## Set exercise
Below is a listing to transcribe in full and exactly; keep the pictures out.

Items from a dataset:
-*-

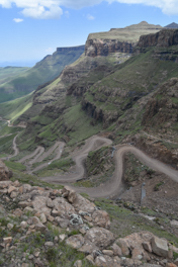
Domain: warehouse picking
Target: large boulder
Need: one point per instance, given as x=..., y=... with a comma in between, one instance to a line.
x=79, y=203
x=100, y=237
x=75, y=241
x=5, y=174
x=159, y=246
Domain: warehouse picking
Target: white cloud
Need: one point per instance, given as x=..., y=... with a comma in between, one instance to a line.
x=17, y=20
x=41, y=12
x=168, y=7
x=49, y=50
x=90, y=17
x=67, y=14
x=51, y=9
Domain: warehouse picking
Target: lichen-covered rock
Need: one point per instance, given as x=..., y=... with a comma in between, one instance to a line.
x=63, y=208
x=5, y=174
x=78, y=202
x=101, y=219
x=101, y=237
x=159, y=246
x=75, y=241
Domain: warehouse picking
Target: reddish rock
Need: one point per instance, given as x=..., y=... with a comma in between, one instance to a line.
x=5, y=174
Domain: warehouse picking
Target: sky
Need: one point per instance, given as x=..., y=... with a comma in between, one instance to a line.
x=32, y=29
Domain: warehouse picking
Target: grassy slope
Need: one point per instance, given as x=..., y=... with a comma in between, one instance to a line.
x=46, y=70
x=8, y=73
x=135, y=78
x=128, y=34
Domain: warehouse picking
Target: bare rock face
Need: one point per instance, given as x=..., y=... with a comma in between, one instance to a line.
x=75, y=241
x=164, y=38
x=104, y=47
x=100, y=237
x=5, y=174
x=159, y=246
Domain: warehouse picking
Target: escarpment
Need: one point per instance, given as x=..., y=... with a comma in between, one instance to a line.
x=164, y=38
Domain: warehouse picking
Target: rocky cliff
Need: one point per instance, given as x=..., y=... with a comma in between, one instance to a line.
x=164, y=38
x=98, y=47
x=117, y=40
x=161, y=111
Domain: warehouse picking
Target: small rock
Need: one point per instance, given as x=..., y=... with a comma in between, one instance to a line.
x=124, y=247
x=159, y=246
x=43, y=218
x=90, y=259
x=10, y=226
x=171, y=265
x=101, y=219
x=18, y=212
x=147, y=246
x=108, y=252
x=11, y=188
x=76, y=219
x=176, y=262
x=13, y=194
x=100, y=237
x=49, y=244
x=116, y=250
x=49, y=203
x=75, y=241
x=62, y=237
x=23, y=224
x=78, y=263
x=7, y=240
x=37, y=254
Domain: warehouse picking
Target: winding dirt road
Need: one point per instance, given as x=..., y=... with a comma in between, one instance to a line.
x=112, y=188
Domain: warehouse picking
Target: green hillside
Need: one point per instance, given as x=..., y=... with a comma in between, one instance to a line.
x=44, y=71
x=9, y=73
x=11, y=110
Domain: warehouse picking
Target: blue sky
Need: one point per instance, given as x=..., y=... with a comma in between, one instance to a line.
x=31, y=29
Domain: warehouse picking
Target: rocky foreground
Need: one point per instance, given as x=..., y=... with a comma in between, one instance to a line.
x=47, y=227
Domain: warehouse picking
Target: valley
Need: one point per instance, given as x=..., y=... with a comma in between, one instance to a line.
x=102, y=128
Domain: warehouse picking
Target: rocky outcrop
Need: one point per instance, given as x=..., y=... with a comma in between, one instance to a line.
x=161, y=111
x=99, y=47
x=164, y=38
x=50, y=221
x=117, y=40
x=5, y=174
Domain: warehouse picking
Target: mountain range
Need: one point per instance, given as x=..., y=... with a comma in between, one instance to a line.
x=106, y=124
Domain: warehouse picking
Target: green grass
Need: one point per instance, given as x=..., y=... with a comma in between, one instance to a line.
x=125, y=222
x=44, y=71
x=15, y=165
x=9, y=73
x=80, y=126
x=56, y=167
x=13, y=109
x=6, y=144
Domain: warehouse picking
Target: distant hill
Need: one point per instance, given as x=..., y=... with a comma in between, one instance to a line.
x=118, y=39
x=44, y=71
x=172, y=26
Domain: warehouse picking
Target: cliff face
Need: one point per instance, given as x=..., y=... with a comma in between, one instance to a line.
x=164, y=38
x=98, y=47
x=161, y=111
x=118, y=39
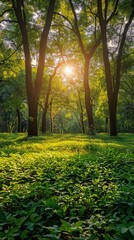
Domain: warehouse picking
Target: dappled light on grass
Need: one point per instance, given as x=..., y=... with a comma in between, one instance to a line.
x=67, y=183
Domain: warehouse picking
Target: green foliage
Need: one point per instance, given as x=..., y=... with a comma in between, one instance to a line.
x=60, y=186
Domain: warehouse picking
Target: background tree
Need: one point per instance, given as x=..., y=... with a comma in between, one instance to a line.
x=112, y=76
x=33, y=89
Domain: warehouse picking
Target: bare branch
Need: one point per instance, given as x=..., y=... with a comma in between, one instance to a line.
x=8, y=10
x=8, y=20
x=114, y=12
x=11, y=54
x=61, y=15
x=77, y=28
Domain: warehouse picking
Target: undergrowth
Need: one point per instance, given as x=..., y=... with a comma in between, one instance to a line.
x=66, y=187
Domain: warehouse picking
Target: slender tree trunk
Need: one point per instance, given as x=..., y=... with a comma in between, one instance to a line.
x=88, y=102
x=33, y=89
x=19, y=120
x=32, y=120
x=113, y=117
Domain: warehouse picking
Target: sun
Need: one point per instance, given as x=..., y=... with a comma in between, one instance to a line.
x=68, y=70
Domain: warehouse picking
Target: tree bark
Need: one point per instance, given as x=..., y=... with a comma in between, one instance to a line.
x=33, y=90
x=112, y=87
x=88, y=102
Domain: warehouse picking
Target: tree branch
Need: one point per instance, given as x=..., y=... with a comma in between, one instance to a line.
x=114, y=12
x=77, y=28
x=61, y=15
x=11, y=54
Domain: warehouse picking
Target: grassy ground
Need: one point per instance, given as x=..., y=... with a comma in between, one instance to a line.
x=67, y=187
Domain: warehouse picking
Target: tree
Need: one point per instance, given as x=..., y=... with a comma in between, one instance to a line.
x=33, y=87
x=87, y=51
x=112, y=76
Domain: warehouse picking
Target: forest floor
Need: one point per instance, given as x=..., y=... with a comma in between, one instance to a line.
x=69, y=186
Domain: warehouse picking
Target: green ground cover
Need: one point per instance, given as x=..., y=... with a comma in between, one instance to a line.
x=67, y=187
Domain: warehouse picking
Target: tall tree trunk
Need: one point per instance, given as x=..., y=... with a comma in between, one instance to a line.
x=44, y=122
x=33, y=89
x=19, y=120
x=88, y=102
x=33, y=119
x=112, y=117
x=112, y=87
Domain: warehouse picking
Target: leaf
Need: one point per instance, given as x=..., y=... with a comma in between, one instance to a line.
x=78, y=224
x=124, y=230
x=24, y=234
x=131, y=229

-*-

## Answer to this exercise
Domain: warehouse picking
Target: large boulder
Need: one point per instance, given as x=..., y=... with a comma in between, one instance to a line.
x=79, y=203
x=100, y=237
x=75, y=241
x=5, y=174
x=159, y=246
Domain: warehouse picking
Target: white cloud
Need: one point per instance, given as x=..., y=... with a comma in between, one instance to a line.
x=17, y=20
x=41, y=12
x=168, y=7
x=49, y=50
x=90, y=17
x=67, y=14
x=51, y=9
Domain: warehouse picking
Target: lichen-covered rock
Need: one point per instance, given as x=..., y=... with a comma in between, one instance to a line.
x=63, y=208
x=5, y=174
x=78, y=202
x=101, y=219
x=101, y=237
x=159, y=246
x=75, y=241
Domain: warehouse picking
Target: reddish rock
Need: one point per instance, given as x=..., y=... with a comma in between, one instance to a line.
x=5, y=174
Domain: warehouse picking
Target: sky
Need: one point per instance, given as x=..., y=... with a comma in between, one instance to a line.
x=32, y=29
Domain: warehouse picking
Target: grassy slope
Need: one point per instance, given as x=..., y=... with a comma in between, one instance to a line.
x=46, y=70
x=8, y=73
x=135, y=78
x=128, y=34
Domain: warehouse picking
Target: bare rock face
Need: one point per instance, given as x=..., y=... with a comma in between, one instance to a line.
x=75, y=241
x=164, y=38
x=104, y=47
x=100, y=237
x=5, y=174
x=159, y=246
Domain: warehouse picking
Target: escarpment
Need: one point per instance, given as x=..., y=... with a comma in between, one instance to a line.
x=164, y=38
Domain: warehouse picking
Target: rocky cliff
Need: one point per instance, given as x=..., y=... with a comma in between, one instance to a line.
x=164, y=38
x=98, y=47
x=117, y=40
x=161, y=111
Domain: warehouse picking
Target: small rock
Need: one point per instance, given as x=..., y=... with a comma in between, one instance to a line.
x=124, y=247
x=159, y=246
x=43, y=218
x=90, y=259
x=10, y=226
x=171, y=265
x=101, y=219
x=18, y=212
x=147, y=246
x=108, y=252
x=11, y=188
x=76, y=219
x=176, y=262
x=13, y=194
x=100, y=237
x=49, y=244
x=116, y=250
x=49, y=203
x=75, y=241
x=62, y=237
x=23, y=224
x=78, y=263
x=7, y=240
x=37, y=254
Domain: warehouse picking
Target: winding dirt road
Need: one point per instance, given as x=..., y=... with a comma in between, one instance to a line.
x=112, y=188
Domain: warehouse picking
Target: green hillside
Need: one point per instance, given as x=..., y=... with a comma in between, one instance to a line.
x=44, y=71
x=9, y=73
x=11, y=110
Domain: warehouse picking
Target: blue sky
Need: one point per instance, given as x=..., y=... with a comma in between, one instance to a line.
x=31, y=29
Domain: warehouse picking
Target: rocky foreground
Need: one point per instance, given as x=..., y=... with a comma in between, one instance to a line.
x=47, y=227
Domain: warehouse picking
Target: valley
Need: one point per instance, given as x=..., y=... with a comma in between, one instance to a line.
x=102, y=128
Domain: warehouse picking
Target: rocky outcrop
Need: one point per instance, given as x=..., y=... with a comma in between, one instance to a line.
x=161, y=111
x=99, y=47
x=164, y=38
x=50, y=221
x=117, y=40
x=5, y=174
Domain: warehouse picking
Target: mountain range
Need: one point per instance, given as x=..., y=... with a comma in between, one instance to a line.
x=106, y=124
Domain: warehouse picking
Target: green grass
Need: one point per instance, given as x=..., y=... with a comma in between, one instance to a line.
x=125, y=222
x=44, y=71
x=15, y=165
x=9, y=73
x=80, y=126
x=56, y=167
x=13, y=109
x=6, y=144
Domain: warehouse picking
Target: distant hill
Need: one point per instance, given as x=..., y=... with a comma in between, one instance to a line.
x=118, y=39
x=44, y=71
x=172, y=26
Domain: warehouse picking
Target: cliff face
Need: one point per instance, given as x=..., y=... with a comma in between, one instance to a line.
x=164, y=38
x=98, y=47
x=161, y=111
x=118, y=39
Domain: warehouse picking
Target: dappled light on grass
Need: one point per instance, given as x=..., y=... with a comma in between, one instance to a line.
x=67, y=183
Domain: warehouse picking
Target: green foliage
Need: one point per instance, given as x=..., y=... with a comma in between, one instance to a line.
x=60, y=186
Domain: warehouse picking
Target: background tree
Need: one point per instance, given as x=..., y=... with a comma in between, one instance to a line.
x=112, y=76
x=33, y=89
Domain: warehouse picking
Target: bare branch
Need: one point per instance, given as x=..., y=... with a comma in between, one instance to a line.
x=8, y=10
x=8, y=20
x=114, y=12
x=11, y=54
x=61, y=15
x=77, y=28
Domain: warehouse picking
Target: undergrowth
Need: one point per instance, given as x=..., y=... with a comma in between, one instance to a line.
x=66, y=187
Domain: warehouse picking
Target: slender tree trunk
Need: one point per instance, given as x=..., y=... with a comma in between, one instance to a line.
x=88, y=102
x=33, y=89
x=19, y=120
x=32, y=120
x=113, y=117
Domain: warehouse picking
Target: sun
Need: one point per instance, given as x=..., y=... with a comma in between, one instance to a line.
x=68, y=70
Domain: warehouse picking
Target: tree bark
Need: one point per instance, given as x=..., y=... with a comma in between, one instance to a line.
x=33, y=90
x=112, y=87
x=88, y=102
Domain: warehouse picking
Target: tree branch
Need: one point per instance, given as x=..., y=... with a comma in between, one instance to a line.
x=114, y=12
x=77, y=28
x=61, y=15
x=11, y=54
Domain: warehouse picking
Target: grassy ground
Need: one point per instance, given as x=..., y=... with a comma in between, one instance to a line.
x=67, y=187
Domain: warehouse picking
Target: tree
Need: one point per instance, given as x=..., y=... with a comma in between, one instance to a line.
x=33, y=87
x=87, y=51
x=112, y=76
Domain: warehouse picking
Target: forest floor
Need: one point per instance, given as x=..., y=... with a comma in between, one instance to a line.
x=69, y=186
Domain: warehouse picking
Target: green ground cover
Need: one point per instance, given as x=..., y=... with a comma in between, one instance to a line.
x=67, y=187
Domain: warehouse picking
Target: tall tree trunk
Need: one point per instance, given as x=..., y=... with a comma in between, one instance to a line.
x=44, y=122
x=33, y=89
x=19, y=120
x=88, y=102
x=33, y=119
x=112, y=117
x=112, y=87
Domain: warehouse picking
Target: leaf
Need: one point per instance, given as x=..., y=... with a comma in between, one instance to a line.
x=78, y=224
x=124, y=230
x=24, y=234
x=131, y=229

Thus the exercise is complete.